Stated goal:
Reproduce the line that holds "Where can the blurred chair" together with all the lines after it up to the end of the entries.

Listing:

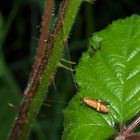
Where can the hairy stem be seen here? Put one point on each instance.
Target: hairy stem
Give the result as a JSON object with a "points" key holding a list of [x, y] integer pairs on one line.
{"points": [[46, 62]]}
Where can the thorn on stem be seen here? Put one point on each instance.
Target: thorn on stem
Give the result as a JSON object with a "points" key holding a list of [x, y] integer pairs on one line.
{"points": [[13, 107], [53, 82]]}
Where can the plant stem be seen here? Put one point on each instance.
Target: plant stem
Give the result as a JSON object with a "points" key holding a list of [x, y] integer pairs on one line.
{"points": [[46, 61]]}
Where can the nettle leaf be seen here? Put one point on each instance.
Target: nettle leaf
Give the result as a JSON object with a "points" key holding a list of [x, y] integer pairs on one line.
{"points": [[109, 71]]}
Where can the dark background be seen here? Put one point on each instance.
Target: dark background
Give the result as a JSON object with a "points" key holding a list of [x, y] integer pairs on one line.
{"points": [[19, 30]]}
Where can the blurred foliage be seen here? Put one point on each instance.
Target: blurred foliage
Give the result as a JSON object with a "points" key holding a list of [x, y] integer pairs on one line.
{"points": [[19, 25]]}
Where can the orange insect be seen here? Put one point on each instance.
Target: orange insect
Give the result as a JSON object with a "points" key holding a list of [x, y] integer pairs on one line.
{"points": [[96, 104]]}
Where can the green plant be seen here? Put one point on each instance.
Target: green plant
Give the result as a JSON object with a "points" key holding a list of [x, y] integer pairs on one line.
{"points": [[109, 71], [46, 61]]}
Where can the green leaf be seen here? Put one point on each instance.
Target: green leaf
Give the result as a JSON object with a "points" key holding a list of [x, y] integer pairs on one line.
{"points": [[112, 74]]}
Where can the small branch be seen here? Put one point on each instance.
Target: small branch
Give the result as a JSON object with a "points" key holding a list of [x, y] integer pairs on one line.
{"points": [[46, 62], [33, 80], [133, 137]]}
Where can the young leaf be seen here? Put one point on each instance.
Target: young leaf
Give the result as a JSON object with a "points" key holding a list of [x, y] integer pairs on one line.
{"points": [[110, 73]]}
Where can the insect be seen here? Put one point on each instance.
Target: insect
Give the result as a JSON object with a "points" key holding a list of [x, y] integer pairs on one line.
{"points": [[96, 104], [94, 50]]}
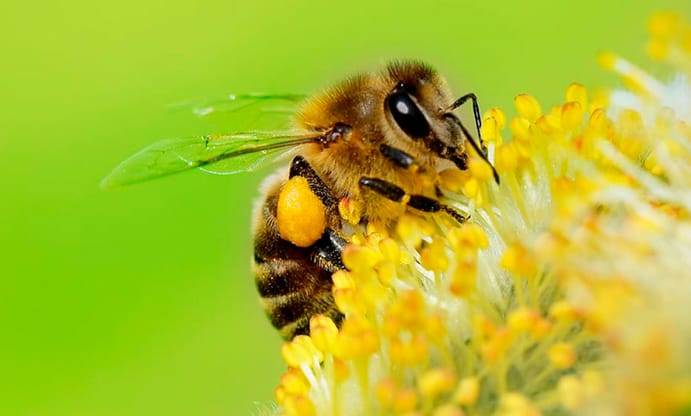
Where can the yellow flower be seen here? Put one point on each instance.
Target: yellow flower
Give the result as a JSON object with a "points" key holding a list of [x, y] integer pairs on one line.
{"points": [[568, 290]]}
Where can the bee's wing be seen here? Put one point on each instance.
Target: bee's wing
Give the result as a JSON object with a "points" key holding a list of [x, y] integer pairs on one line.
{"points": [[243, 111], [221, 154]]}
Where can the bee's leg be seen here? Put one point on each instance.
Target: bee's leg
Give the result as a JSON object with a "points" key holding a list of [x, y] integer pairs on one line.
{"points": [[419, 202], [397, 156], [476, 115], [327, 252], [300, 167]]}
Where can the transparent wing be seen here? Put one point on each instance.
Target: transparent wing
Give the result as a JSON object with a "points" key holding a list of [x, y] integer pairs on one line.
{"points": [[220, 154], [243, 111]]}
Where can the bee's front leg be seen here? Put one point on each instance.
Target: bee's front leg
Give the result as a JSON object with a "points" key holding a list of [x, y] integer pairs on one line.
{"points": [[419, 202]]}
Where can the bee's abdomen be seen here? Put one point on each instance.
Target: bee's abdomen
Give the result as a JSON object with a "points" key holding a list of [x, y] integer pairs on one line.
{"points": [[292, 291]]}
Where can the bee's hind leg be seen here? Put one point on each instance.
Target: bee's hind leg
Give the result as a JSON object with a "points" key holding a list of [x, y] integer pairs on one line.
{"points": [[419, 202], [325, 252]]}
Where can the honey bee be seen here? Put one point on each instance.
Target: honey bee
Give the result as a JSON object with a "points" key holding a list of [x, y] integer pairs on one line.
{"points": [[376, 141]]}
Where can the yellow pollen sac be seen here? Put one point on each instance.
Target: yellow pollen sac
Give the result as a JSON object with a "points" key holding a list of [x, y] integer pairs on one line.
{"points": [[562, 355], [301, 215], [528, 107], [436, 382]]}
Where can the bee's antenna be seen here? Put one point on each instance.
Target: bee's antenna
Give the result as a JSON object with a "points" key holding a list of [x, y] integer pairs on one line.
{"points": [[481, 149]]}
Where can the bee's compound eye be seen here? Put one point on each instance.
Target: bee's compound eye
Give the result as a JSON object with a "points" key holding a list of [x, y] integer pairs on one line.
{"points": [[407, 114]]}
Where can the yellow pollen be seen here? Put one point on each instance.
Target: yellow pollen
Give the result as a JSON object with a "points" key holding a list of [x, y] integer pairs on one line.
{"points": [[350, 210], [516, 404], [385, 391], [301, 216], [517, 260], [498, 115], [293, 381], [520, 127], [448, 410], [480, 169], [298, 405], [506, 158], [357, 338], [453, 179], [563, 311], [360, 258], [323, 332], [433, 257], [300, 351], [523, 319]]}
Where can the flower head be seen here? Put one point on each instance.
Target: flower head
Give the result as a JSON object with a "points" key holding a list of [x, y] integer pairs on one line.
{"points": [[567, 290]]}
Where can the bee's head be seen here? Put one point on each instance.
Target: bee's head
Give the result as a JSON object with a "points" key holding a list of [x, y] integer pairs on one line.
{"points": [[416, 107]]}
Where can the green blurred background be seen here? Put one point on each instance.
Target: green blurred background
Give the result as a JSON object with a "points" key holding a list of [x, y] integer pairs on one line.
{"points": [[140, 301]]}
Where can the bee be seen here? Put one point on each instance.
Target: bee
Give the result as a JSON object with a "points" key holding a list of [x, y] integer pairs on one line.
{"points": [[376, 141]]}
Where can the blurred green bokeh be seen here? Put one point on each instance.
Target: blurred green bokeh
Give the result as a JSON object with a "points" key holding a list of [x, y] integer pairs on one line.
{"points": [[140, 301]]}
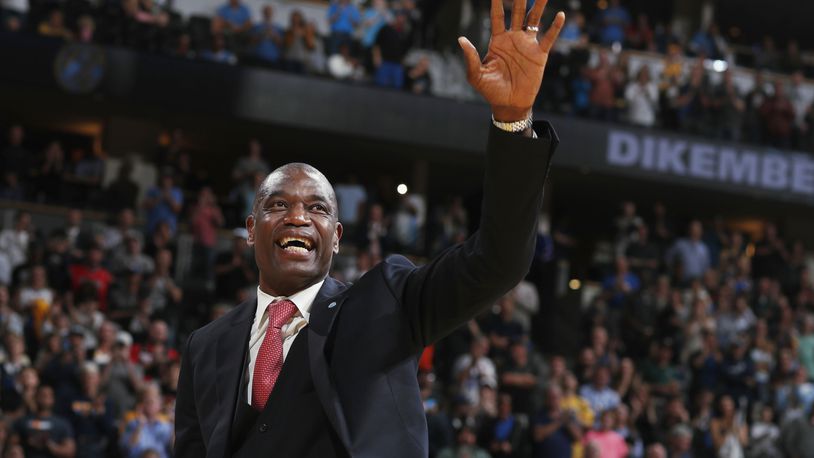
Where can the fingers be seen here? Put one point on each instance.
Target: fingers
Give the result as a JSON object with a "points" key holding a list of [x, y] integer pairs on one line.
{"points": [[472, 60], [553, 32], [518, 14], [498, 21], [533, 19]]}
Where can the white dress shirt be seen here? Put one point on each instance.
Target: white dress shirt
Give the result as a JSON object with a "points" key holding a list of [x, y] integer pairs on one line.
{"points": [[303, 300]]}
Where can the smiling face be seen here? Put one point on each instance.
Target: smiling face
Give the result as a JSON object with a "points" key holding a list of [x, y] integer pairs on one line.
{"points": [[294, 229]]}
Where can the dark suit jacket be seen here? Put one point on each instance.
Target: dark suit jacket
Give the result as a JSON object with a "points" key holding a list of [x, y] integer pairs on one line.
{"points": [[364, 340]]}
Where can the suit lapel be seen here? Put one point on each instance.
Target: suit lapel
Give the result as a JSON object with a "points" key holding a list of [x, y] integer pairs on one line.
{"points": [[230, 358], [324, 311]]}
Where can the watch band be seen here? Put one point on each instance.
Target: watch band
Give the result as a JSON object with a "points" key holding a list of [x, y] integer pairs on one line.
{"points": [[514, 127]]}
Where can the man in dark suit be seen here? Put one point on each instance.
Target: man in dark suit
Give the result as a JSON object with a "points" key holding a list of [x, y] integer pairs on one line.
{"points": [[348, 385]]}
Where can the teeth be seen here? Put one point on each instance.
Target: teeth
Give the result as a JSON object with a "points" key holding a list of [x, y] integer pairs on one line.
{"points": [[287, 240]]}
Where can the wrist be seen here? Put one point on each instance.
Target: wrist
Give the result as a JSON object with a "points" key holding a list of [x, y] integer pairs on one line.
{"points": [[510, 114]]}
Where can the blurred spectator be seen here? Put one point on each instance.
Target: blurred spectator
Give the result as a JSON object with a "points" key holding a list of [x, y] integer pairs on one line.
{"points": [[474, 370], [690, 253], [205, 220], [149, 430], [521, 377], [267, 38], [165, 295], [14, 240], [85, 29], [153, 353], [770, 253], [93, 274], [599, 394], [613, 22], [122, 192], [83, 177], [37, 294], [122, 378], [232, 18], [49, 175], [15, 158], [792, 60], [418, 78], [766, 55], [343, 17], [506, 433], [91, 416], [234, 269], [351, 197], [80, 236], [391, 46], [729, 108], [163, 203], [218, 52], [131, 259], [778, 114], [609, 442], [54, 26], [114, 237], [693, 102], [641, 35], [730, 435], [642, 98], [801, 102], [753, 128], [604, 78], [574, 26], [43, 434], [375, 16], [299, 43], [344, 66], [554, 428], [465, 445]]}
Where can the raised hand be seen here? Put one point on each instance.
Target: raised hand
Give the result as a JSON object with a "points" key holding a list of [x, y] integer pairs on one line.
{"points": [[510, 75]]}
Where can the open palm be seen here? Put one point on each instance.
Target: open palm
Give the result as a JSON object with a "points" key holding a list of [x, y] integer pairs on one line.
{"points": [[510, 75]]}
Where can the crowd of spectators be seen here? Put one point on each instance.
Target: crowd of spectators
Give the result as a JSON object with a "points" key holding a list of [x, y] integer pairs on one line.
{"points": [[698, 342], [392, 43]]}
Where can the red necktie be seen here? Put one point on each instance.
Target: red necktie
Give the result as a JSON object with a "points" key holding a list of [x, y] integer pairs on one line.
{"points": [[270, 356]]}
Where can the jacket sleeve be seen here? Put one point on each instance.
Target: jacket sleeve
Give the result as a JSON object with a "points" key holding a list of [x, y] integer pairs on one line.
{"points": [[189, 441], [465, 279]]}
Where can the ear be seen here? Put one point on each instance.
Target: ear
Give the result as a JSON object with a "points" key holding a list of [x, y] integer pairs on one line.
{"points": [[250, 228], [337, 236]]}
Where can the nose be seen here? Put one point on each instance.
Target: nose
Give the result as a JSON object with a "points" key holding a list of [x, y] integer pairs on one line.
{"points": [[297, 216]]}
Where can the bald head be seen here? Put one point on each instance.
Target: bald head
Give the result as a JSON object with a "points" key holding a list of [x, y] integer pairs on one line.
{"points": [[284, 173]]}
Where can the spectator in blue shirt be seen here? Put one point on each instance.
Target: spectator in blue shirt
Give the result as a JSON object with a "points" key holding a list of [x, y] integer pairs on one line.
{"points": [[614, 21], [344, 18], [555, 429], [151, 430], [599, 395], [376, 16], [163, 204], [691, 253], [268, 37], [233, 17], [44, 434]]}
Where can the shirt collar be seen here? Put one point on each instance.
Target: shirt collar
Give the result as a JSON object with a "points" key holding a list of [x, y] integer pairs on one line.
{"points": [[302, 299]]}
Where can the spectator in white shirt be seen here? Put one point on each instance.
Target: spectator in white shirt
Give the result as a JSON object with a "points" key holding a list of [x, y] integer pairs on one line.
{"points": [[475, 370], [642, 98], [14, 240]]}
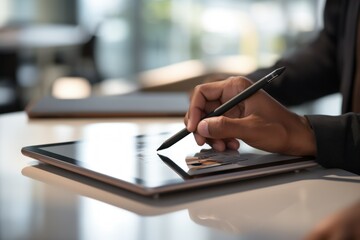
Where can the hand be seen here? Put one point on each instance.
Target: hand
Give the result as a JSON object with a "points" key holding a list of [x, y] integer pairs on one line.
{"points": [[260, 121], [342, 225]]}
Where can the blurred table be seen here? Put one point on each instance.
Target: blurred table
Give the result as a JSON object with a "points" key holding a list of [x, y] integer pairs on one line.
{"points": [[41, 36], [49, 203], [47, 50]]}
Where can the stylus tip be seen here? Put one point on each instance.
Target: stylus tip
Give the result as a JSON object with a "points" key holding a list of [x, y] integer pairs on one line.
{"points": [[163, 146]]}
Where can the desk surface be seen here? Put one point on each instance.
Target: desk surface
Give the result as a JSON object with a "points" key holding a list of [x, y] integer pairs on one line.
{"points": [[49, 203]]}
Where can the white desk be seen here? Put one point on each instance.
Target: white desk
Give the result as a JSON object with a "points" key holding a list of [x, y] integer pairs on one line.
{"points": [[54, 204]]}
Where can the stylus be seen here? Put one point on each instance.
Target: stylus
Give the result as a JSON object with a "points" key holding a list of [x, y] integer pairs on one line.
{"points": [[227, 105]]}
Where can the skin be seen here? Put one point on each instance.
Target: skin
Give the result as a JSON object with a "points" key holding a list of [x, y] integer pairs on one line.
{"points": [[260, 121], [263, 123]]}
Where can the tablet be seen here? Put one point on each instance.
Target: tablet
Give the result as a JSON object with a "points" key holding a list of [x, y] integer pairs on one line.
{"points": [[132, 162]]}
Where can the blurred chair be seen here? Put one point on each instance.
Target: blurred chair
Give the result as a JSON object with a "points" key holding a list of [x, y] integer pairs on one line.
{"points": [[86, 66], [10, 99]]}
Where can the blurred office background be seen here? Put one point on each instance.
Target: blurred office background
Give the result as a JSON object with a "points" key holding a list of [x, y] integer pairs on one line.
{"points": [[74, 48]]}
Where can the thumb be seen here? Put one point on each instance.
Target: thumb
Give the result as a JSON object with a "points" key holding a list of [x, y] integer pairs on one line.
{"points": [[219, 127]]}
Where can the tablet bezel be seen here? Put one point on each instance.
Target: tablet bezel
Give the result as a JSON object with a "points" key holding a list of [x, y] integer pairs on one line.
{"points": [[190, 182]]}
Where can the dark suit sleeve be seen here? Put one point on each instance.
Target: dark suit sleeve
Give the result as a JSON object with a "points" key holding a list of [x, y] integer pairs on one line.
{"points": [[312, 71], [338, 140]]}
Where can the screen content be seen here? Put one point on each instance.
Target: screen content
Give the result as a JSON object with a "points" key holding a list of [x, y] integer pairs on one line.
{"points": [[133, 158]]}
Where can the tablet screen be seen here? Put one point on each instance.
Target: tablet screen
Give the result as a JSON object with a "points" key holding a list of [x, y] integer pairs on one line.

Correct result:
Where can the blurred chair be seen here? Put one point on each instance.
Target: blurred chair
Give the result as a JSON object with a "points" key holding a list of [x, y] integer pairs on one line.
{"points": [[86, 66], [10, 99]]}
Where can the blurred office background be seen here? Put one point on each instance.
Target: blurred office background
Give the result as a JSON object with a "points" key holding a list of [x, y] integer pairs on one line.
{"points": [[74, 48]]}
Where can the thumb be seen here? Put one point on each instance.
Target: thumb
Give the result as a JSON object with a "points" key holding a list of [x, y] integer pairs on one line.
{"points": [[219, 127]]}
Where can the tablet bezel be seen here? Put one point on each instance.
Target: tablet bezel
Give the result as a JSON object with a "points" key holding a list of [x, y] integer pairs on one line.
{"points": [[190, 182]]}
Where can the dark suit sleeve be seen here? Put one point on each instance.
Target: dark suit sleeve
Give the result as a JSON object with a "points" key holding a list of [x, y] integer pairs on one line.
{"points": [[312, 71], [338, 140]]}
Where can the screen content be seen here? Put one point on each instance.
Target: screen content
Give the result as a JSON object with a "points" key holding a list of [x, y] integer pairs on one line.
{"points": [[133, 158]]}
Where can the tablet screen be seen here? Put one point on each instance.
Target: tablet screen
Give the result as a JSON object with a "points" key holding a list of [x, y] integer pairs on one line.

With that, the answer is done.